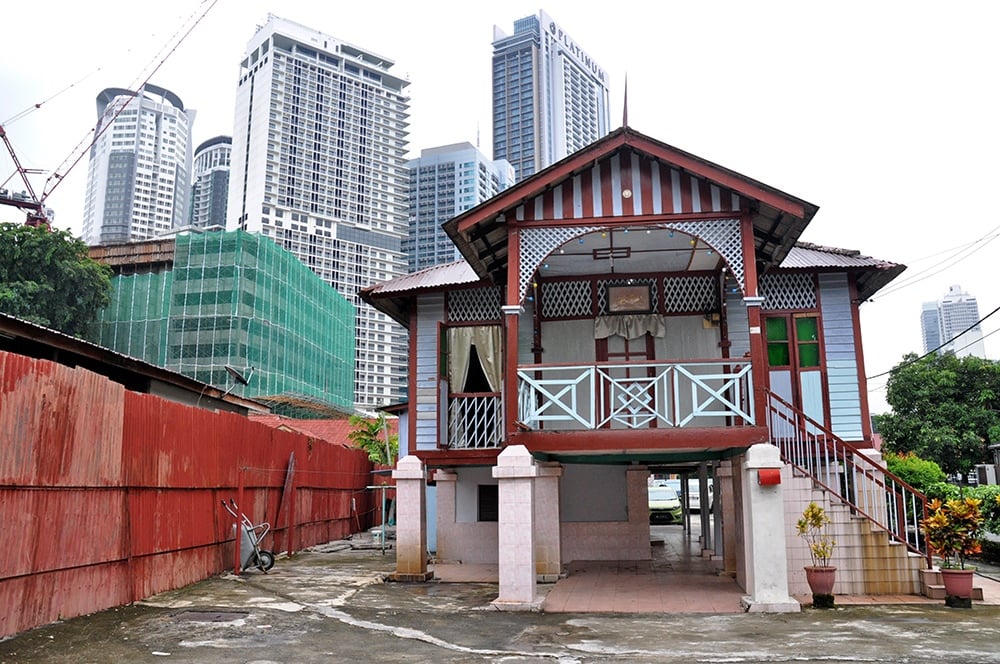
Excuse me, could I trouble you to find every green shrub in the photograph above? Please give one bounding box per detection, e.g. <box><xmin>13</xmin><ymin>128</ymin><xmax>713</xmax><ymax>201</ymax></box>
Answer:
<box><xmin>979</xmin><ymin>540</ymin><xmax>1000</xmax><ymax>565</ymax></box>
<box><xmin>924</xmin><ymin>482</ymin><xmax>1000</xmax><ymax>535</ymax></box>
<box><xmin>883</xmin><ymin>452</ymin><xmax>946</xmax><ymax>493</ymax></box>
<box><xmin>924</xmin><ymin>482</ymin><xmax>959</xmax><ymax>502</ymax></box>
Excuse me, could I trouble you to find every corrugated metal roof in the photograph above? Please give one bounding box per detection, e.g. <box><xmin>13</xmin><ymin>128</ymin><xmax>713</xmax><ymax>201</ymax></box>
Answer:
================
State how many lines in the items above contain the word "Please". Reply with the number only.

2